## EXERCISE REQUIREMENTS
Can you transcribe the listing word for word, from its very first line through the line containing "740 92 L 749", including that line, and leave the pictures out?

━━━━━ RECORDS TO USE ━━━━━

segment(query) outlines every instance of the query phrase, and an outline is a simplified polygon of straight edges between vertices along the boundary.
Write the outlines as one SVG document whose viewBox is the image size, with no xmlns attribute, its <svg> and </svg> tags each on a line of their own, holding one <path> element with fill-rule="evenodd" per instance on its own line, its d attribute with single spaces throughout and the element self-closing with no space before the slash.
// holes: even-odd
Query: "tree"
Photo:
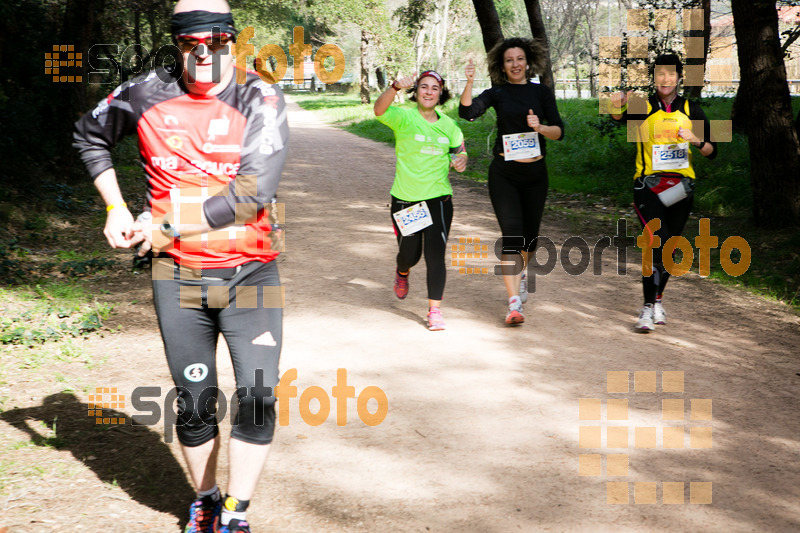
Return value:
<svg viewBox="0 0 800 533">
<path fill-rule="evenodd" d="M 503 40 L 503 29 L 500 27 L 494 0 L 472 0 L 472 4 L 481 27 L 483 47 L 489 52 L 495 44 Z"/>
<path fill-rule="evenodd" d="M 539 78 L 543 84 L 555 91 L 556 84 L 555 80 L 553 79 L 553 63 L 550 59 L 550 43 L 547 40 L 547 30 L 544 27 L 544 20 L 542 20 L 542 9 L 539 4 L 539 0 L 525 0 L 525 11 L 528 13 L 528 22 L 531 25 L 531 35 L 533 35 L 534 39 L 539 39 L 542 44 L 544 44 L 544 72 L 539 75 Z"/>
<path fill-rule="evenodd" d="M 370 44 L 389 29 L 386 5 L 380 0 L 306 0 L 309 16 L 326 23 L 355 25 L 361 31 L 359 86 L 361 103 L 369 104 Z"/>
<path fill-rule="evenodd" d="M 740 92 L 749 110 L 753 218 L 764 227 L 800 224 L 800 141 L 794 127 L 775 2 L 732 0 Z M 742 94 L 739 96 L 741 97 Z"/>
<path fill-rule="evenodd" d="M 691 30 L 686 30 L 684 28 L 684 36 L 686 37 L 702 37 L 703 38 L 703 57 L 687 57 L 686 64 L 687 65 L 703 65 L 703 70 L 705 71 L 705 65 L 708 61 L 708 47 L 711 42 L 711 0 L 702 0 L 702 10 L 703 10 L 703 28 L 702 29 L 695 29 L 692 28 Z M 684 93 L 686 94 L 687 98 L 697 99 L 700 98 L 700 94 L 703 91 L 702 85 L 691 85 L 686 87 Z"/>
</svg>

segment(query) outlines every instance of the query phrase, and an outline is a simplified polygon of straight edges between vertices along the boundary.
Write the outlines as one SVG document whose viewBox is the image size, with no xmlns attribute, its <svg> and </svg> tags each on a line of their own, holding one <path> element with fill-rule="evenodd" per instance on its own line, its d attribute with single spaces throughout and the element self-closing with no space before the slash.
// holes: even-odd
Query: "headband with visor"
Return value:
<svg viewBox="0 0 800 533">
<path fill-rule="evenodd" d="M 417 83 L 416 83 L 416 85 L 419 85 L 419 81 L 420 81 L 422 78 L 425 78 L 425 77 L 431 77 L 431 78 L 435 79 L 436 81 L 438 81 L 438 82 L 439 82 L 439 85 L 440 85 L 440 86 L 444 87 L 444 80 L 443 80 L 443 79 L 442 79 L 442 77 L 439 75 L 439 73 L 438 73 L 438 72 L 436 72 L 435 70 L 426 70 L 425 72 L 423 72 L 422 74 L 420 74 L 420 75 L 419 75 L 419 77 L 417 78 Z"/>
<path fill-rule="evenodd" d="M 219 32 L 230 33 L 236 42 L 236 27 L 230 13 L 212 13 L 210 11 L 184 11 L 175 13 L 170 19 L 172 35 L 192 35 L 194 33 Z"/>
</svg>

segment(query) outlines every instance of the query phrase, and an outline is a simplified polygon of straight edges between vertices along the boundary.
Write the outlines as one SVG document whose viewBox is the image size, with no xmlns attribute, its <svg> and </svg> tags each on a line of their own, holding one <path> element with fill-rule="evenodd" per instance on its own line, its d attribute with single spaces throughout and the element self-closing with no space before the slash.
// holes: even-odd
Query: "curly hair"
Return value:
<svg viewBox="0 0 800 533">
<path fill-rule="evenodd" d="M 408 97 L 409 100 L 412 102 L 417 101 L 417 85 L 414 84 L 413 87 L 410 89 L 406 89 L 406 93 L 410 94 L 411 96 Z M 439 93 L 439 103 L 437 105 L 444 105 L 450 100 L 451 94 L 450 90 L 442 84 L 442 92 Z"/>
<path fill-rule="evenodd" d="M 503 55 L 510 48 L 521 48 L 525 52 L 525 60 L 528 63 L 526 77 L 533 78 L 537 74 L 544 72 L 545 57 L 547 49 L 544 44 L 537 39 L 526 39 L 524 37 L 512 37 L 503 41 L 498 41 L 486 55 L 486 62 L 489 64 L 489 77 L 492 84 L 503 85 L 508 83 L 506 73 L 503 70 Z"/>
</svg>

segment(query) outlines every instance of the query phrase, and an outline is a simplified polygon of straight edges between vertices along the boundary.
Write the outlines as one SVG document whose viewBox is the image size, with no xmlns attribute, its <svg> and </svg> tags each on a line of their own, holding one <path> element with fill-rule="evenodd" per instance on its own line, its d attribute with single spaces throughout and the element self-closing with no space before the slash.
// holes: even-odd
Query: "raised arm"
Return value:
<svg viewBox="0 0 800 533">
<path fill-rule="evenodd" d="M 461 93 L 461 105 L 469 107 L 472 105 L 472 84 L 475 82 L 475 65 L 471 59 L 464 68 L 464 76 L 467 78 L 467 83 Z"/>
<path fill-rule="evenodd" d="M 393 81 L 392 85 L 383 91 L 383 94 L 381 94 L 378 99 L 375 100 L 375 105 L 372 107 L 372 110 L 375 112 L 375 116 L 379 117 L 386 113 L 386 110 L 389 109 L 390 105 L 392 105 L 395 95 L 403 89 L 409 89 L 413 87 L 416 79 L 417 76 L 414 74 L 413 76 L 406 76 L 405 78 L 400 78 L 399 80 Z"/>
</svg>

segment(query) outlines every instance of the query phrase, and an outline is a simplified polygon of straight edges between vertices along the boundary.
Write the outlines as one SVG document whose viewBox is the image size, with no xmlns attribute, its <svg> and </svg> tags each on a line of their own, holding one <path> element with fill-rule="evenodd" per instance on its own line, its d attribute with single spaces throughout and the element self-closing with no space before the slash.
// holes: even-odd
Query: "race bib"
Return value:
<svg viewBox="0 0 800 533">
<path fill-rule="evenodd" d="M 535 131 L 503 135 L 503 155 L 506 161 L 528 159 L 542 155 L 539 134 Z"/>
<path fill-rule="evenodd" d="M 653 145 L 653 170 L 681 168 L 689 168 L 689 143 Z"/>
<path fill-rule="evenodd" d="M 425 229 L 433 224 L 431 212 L 428 210 L 428 204 L 424 201 L 401 209 L 396 213 L 392 213 L 392 216 L 395 222 L 397 222 L 397 228 L 400 230 L 403 237 L 413 235 L 419 230 Z"/>
</svg>

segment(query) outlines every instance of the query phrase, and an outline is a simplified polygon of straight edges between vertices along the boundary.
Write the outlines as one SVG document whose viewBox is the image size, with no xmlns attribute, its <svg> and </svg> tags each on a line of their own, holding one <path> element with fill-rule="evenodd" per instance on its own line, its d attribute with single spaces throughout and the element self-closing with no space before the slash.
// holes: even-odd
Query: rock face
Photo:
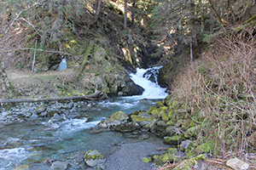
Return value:
<svg viewBox="0 0 256 170">
<path fill-rule="evenodd" d="M 247 170 L 249 168 L 249 164 L 237 158 L 230 159 L 227 161 L 226 165 L 235 170 Z"/>
<path fill-rule="evenodd" d="M 105 161 L 105 156 L 97 150 L 89 150 L 84 155 L 85 163 L 91 167 L 104 163 Z"/>
<path fill-rule="evenodd" d="M 123 111 L 117 111 L 112 115 L 108 119 L 102 121 L 99 124 L 99 128 L 112 128 L 113 127 L 126 123 L 129 116 Z"/>
</svg>

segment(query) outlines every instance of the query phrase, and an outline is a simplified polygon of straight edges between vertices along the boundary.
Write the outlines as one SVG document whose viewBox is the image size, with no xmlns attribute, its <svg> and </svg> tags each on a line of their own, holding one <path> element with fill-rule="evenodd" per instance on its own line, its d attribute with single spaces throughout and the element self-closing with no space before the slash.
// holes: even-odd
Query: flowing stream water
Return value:
<svg viewBox="0 0 256 170">
<path fill-rule="evenodd" d="M 116 132 L 96 133 L 91 128 L 96 128 L 100 121 L 115 111 L 123 110 L 130 114 L 138 110 L 148 110 L 157 99 L 165 99 L 167 95 L 166 89 L 148 80 L 154 79 L 158 69 L 137 69 L 136 74 L 131 74 L 135 83 L 145 89 L 142 95 L 112 98 L 98 102 L 79 101 L 73 103 L 72 107 L 67 106 L 70 105 L 68 103 L 44 104 L 47 110 L 58 110 L 67 115 L 53 124 L 48 123 L 49 117 L 37 116 L 9 123 L 2 121 L 0 170 L 15 169 L 20 166 L 29 166 L 27 169 L 49 169 L 46 162 L 50 160 L 68 162 L 73 166 L 73 169 L 83 169 L 82 158 L 89 150 L 97 150 L 108 155 L 115 144 L 136 140 Z M 2 107 L 0 118 L 10 115 L 16 115 L 15 117 L 17 118 L 20 113 L 32 114 L 40 105 L 31 103 L 20 104 L 10 109 Z"/>
</svg>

━━━━━

## TASK ANSWER
segment(query) outlines every instance of the query phrase, and an outline is a simplified polygon of straight edges between vertices along the boundary.
Write the outlines as one SVG document whose viewBox is the image size, with no xmlns attribute, its <svg> and </svg> tags each on a line of their own, holding one <path> element with fill-rule="evenodd" per instance on its own line, its d attribute with single spaces throughout and the element self-closing with no space before the slash.
// holes: even-odd
Query: "tree"
Photo:
Return value:
<svg viewBox="0 0 800 533">
<path fill-rule="evenodd" d="M 503 40 L 503 29 L 500 27 L 494 0 L 472 0 L 472 4 L 481 27 L 483 47 L 489 52 L 495 44 Z"/>
<path fill-rule="evenodd" d="M 539 78 L 543 84 L 555 91 L 556 84 L 555 80 L 553 79 L 553 63 L 550 59 L 550 43 L 547 40 L 547 30 L 544 27 L 544 20 L 542 20 L 542 9 L 539 4 L 539 0 L 525 0 L 525 11 L 528 13 L 528 22 L 531 25 L 531 35 L 533 35 L 534 39 L 539 39 L 542 44 L 544 44 L 544 72 L 539 75 Z"/>
<path fill-rule="evenodd" d="M 370 44 L 389 29 L 386 5 L 380 0 L 306 0 L 309 16 L 326 23 L 355 25 L 361 31 L 359 86 L 361 103 L 369 104 Z"/>
<path fill-rule="evenodd" d="M 740 92 L 749 110 L 753 218 L 764 227 L 800 224 L 800 141 L 794 127 L 775 2 L 732 0 Z M 742 94 L 739 96 L 741 97 Z"/>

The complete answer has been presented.